■ AUFGABEN ■
**A)** Erkläre anhand des Textes über den Kindertransport, weshalb Heinz Kahn zu den Stuttgarter Kindern gezählt wird, die nach England gelangten.
**B)** Führe den Text über den Kindertransport im Anschluss an seinen letzten Satz weiter.

■ TEXTAUSZUG ■
__________________________________________________

Ruth Ur, Kuratorin der Ausstellung „I said, ‘Auf Wiedersehen‘“ im Deutschen Bundestag und Geschäftsführerin des Freundeskreises Yad Vashem in Deutschland, gibt einen Einblick in die Historie des Kindertransports anhand von fünf Familiengeschichten. Sie erzählen sowohl von Zusammenhalt und Solidarität unter der nationalsozialistischen Herrschaft als auch von schmerzlichen Trennungen.
Das Gespräch wird moderiert von Adrienne Braun.
Die Veranstaltung findet im Rahmen der Ausstellung »I said, ‘Auf Wiedersehen‘ – 85 Jahre Kindertransport nach Großbritannien« statt, die vom 31.01.–23.02.24 im Paul-Löbe-Haus des Deutschen Bundestags ausgestellt ist. Bei der Ausstellung handelt es sich um eine Kooperation der Berthold Leibinger Stiftung und des Freundeskreises Yad Vashem e. V.
Jan Sellner berichtet in Zeitung und Nachrichten über 85 Jahre Kindertransporte nach England, die Ausstellung und die Aussicht, sie bald auch in Stuttgart sehen zu können.
Zu den Stuttgarter Kindern, die von ihren Eltern mit einem Kindertransport nach England geschickt worden waren, gehörten Heinz Kahn und Heinz Stern
- Rudolf und Grete Kahn hatten ihre Söhne Heinz und Gert 1939 mit einem “Kindertransport” nach England geschickt. Im Juli 1941 konnten sie selbst in letzter Minute in die USA fliehen. 1944 kamen die Söhne nach. Aus den Kahns wurden die Kandlers, Heinz hieß fortan Henry und arbeitete später als Psychiater mit traumatisierten Kindern und Jugendlichen. Seit den Stolperstein-Verlegungen für seine Großeltern Paul Kahn (2006 Hauptmannsreute) sowie Laura und Martin Loeb (2007 Hohenzollernstraße) reiste er regelmäßig aus den USA an, setzte sich für den Erhalt des Hotel Silber ein und besuchte zahlreiche Stuttgarter Schulen, wo er seine Geschichte erzählte und den Jugendlichen ein einfühlsamer Gesprächspartner war. Henry “Hank” Kandler, dem die Stuttgarter Stolperstein-Initiativen viel zu verdanken haben, verstarb 2023 in New York.

__________________________________________________

[Datensatzzeilen zur Position von Objekten]

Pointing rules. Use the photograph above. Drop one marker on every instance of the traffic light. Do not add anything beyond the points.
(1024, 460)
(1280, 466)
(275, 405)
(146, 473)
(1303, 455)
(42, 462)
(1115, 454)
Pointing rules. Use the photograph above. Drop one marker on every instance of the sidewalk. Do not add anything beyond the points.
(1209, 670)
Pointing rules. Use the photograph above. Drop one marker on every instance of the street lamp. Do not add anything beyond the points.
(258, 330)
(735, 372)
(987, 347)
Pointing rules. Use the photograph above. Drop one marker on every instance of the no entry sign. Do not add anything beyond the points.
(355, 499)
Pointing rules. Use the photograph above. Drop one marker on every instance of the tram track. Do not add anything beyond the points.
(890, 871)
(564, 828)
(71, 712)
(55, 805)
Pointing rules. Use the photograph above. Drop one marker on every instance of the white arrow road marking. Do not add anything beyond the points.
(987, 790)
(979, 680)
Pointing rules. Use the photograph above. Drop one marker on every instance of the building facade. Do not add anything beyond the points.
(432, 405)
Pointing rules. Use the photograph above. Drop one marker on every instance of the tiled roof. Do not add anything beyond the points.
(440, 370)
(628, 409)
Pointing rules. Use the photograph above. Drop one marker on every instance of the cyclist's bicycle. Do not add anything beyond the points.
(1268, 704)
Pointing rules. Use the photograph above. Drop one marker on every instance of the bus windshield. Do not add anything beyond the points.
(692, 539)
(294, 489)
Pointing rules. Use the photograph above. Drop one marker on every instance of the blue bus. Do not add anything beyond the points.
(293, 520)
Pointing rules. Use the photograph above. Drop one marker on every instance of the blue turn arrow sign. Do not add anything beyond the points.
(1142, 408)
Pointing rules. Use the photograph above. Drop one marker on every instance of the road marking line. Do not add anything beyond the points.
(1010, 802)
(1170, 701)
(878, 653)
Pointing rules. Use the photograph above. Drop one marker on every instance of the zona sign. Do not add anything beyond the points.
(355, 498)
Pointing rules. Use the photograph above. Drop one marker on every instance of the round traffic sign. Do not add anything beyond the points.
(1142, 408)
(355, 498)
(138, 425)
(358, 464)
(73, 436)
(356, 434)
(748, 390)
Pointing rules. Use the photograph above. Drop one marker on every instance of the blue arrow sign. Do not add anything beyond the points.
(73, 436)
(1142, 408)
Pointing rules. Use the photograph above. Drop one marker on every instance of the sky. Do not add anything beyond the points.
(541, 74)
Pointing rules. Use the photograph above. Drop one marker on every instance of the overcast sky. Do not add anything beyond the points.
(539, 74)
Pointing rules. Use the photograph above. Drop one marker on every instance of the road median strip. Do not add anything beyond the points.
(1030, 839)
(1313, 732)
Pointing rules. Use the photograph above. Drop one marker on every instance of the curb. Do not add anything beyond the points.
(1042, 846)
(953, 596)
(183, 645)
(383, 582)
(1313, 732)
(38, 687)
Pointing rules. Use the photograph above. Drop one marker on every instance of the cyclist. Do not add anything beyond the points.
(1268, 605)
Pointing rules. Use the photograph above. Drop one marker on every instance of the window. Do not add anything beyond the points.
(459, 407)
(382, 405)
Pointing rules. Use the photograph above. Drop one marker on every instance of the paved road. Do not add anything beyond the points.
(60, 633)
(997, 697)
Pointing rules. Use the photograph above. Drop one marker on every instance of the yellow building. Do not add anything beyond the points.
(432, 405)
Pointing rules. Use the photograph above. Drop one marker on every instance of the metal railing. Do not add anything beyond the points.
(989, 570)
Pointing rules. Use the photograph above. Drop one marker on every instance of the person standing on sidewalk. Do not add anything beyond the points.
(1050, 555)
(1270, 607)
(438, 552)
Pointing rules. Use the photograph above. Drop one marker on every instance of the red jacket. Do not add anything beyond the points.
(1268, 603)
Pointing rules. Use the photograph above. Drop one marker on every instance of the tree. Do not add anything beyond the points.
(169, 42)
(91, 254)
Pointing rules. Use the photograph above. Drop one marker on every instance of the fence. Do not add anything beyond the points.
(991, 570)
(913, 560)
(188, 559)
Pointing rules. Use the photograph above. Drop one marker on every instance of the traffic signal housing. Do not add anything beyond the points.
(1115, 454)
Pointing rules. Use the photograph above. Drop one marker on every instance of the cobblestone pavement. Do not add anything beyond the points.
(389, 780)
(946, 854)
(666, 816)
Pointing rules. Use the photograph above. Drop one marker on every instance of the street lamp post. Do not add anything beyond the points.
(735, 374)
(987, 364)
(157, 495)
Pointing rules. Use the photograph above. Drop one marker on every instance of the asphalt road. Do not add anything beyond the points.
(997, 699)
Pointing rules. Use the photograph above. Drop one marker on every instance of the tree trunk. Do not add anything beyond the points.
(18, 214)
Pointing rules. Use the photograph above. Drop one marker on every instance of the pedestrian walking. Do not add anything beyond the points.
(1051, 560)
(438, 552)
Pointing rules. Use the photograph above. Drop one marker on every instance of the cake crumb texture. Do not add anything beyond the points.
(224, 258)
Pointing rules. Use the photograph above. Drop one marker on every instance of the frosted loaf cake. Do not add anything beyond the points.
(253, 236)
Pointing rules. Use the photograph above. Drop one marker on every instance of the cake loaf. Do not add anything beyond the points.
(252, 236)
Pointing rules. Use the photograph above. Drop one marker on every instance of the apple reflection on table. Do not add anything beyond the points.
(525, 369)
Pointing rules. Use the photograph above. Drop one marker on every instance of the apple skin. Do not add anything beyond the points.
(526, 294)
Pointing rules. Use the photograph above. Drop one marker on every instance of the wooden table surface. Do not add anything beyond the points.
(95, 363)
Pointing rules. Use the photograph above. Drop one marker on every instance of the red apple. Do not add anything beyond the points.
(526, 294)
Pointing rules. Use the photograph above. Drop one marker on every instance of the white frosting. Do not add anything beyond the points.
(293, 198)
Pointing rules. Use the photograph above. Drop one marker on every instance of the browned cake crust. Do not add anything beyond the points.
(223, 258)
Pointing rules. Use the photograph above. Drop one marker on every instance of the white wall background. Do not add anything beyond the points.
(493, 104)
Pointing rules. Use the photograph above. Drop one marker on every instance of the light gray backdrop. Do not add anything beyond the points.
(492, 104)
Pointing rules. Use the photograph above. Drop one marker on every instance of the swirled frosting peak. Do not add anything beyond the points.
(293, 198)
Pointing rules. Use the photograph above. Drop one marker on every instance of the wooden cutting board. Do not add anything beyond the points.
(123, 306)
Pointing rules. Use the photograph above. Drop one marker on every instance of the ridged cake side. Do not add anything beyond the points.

__________________________________________________

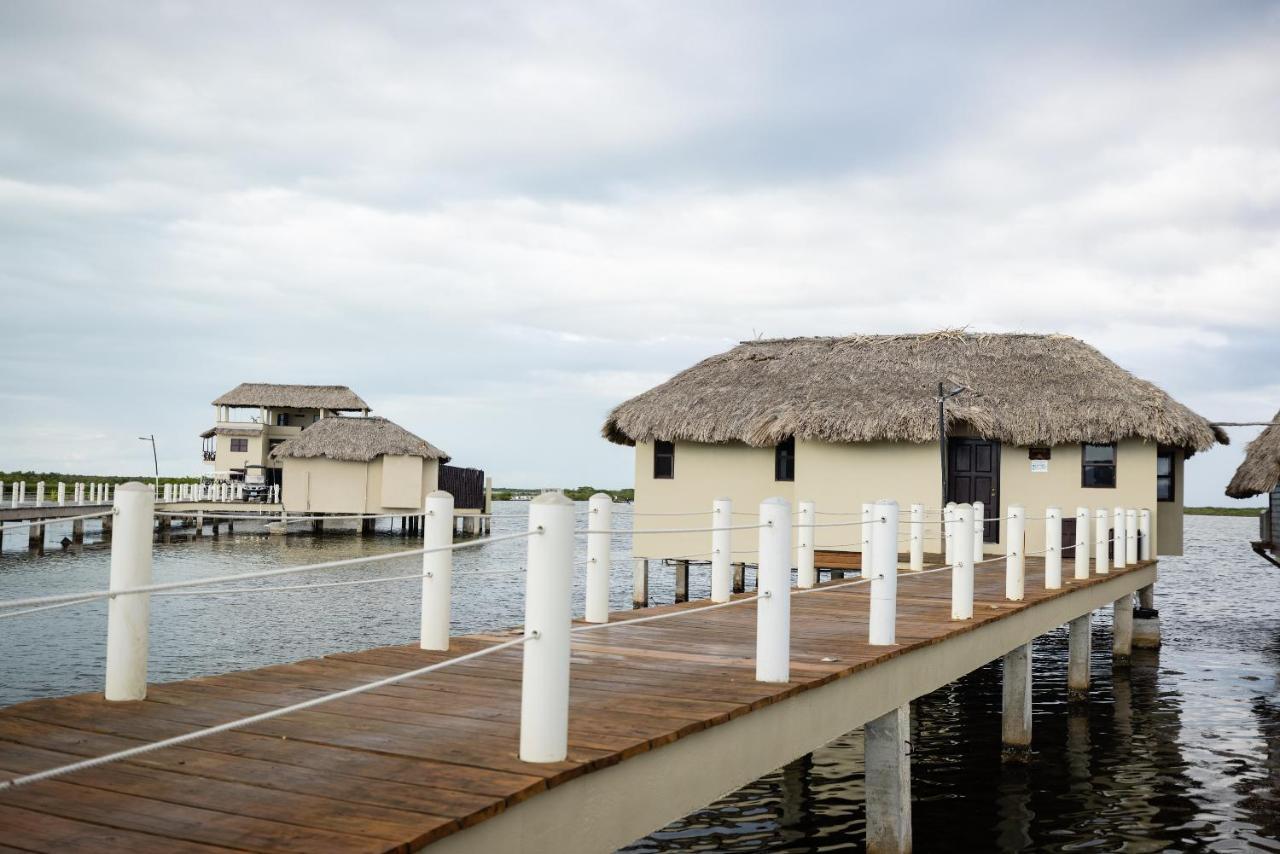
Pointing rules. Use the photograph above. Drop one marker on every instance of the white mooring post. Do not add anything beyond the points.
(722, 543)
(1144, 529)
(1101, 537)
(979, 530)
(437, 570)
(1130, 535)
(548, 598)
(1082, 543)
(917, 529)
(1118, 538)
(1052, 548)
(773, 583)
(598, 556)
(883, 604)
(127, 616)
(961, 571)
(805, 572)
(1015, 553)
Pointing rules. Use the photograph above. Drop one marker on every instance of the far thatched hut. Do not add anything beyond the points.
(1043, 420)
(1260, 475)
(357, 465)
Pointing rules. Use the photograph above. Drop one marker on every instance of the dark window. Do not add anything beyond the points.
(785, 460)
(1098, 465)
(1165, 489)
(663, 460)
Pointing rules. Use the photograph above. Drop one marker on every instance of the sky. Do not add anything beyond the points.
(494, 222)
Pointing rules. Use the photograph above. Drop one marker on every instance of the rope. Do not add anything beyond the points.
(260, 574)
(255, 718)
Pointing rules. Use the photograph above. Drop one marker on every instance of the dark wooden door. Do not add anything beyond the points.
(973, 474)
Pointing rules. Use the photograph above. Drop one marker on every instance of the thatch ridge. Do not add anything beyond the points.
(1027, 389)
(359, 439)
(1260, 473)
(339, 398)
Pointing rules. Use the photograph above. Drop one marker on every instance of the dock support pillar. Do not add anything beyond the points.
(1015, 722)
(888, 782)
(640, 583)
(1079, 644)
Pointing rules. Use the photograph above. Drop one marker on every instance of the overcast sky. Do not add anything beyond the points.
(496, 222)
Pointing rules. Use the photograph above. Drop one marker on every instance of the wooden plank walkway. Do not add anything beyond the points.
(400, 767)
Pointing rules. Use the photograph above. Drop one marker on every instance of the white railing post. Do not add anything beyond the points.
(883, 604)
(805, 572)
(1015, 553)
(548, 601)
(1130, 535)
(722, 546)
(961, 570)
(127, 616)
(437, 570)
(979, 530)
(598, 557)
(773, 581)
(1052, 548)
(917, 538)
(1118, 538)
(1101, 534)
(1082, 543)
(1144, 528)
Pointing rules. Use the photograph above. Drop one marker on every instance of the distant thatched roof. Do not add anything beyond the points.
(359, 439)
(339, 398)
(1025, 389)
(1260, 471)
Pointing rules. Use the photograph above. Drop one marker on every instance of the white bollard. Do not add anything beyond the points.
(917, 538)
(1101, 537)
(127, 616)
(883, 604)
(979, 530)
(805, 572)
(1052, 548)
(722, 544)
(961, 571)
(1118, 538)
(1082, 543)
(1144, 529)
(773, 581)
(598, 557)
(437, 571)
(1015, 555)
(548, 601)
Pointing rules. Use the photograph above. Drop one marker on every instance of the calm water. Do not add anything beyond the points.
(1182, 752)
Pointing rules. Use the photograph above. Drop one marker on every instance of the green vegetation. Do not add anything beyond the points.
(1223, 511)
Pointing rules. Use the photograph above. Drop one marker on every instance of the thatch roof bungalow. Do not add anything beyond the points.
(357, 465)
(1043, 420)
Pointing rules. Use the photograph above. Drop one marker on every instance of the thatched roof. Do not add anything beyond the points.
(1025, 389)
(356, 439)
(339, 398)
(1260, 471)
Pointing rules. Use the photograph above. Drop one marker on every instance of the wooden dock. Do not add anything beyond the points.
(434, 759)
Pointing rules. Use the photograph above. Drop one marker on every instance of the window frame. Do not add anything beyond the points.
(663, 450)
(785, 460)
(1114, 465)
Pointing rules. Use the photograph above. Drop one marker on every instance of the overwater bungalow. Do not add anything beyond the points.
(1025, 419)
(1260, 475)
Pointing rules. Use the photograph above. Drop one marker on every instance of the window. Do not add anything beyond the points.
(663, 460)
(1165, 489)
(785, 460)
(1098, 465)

__________________________________________________

■ ANTWORTEN ■
**A)** Seine Eltern Rudolf und Grete Kahn hatten ihn und seinen Bruder Gert 1939 mit einem Kindertransport nach England geschickt. Damit gehört er zu den Stuttgarter Kindern, die auf diesem Weg nach England kamen.

**B)**
- Heinz Stern kam mit seiner Familie 2006 zur Verlegung der Stolpersteine für seine in Riga ermordeten Eltern Albert und Hertha sowie seine ältere Schwester Ruth aus Israel. Im Juni 1939 war er noch mit einem “Kindertransport” nach England gefahren, dann begann der Krieg und somit gab es für seine Geschwister keine Möglichkeit mehr, der Deportation zu entkommen. Als Kämpfer in der “Jewish Brigade” ist Heinz Stern an der Befreiung von Konzentrationslagern und der Rehabilitation von Überlebenden beteiligt. Im Juli 1945 erfährt er, dass sein Bruder Hermann als einer der ganz Wenigen die Lagerzeit überlebt hat. Beide Brüder konnten sich in Israel neue Existenzen aufbauen … Ariella Sittsamer, die Tochter von Heinz Stern, hat anlässlich der Stolperstein-Verlegung für Albert, Hertha und Ruth Stern festgestellt:
“Trotz meiner hohen Wertschätzung für dieses Projekt möchte ich deutlich machen, dass nach meiner Ansicht diese riesige und ganz besondere Initiative vor allen Dingen an die Menschen in Deutschland gerichtet ist, gegen die bösen Stimmen, welche versuchen, die Vergangenheit auszulöschen.
Der Sinn der Steine besteht nicht nur darin, an die Vergangenheit zu erinnern, sondern in erster Linie als Warnzeichen für Aufgaben, die heute anstehen. Die Erinnerung an die Vergangenheit muss ein Zeichen sein für die ungeheure Verantwortung des Landes bei Entscheidungen jetzt und in der Zukunft.”
Mehr zur Geschichte der Kindertransporte kann hier nachgelesen werden…
Schicksale von Menschen, die ihre Kinder retten konnten, aber selbst von den Nazis ermordet wurden:
- Berta & Ernst Levi / Hannelore Levi
Hannelore war 1939, im Alter von 11 Jahren, mit einem Kindertransport nach England gekommen. Ihre Eltern versuchten, sie mit dem Schwindel zu trösten, dass es nur eine Urlaubsreise sein würde, und man sich nach dem Krieg wiedertreffen würde.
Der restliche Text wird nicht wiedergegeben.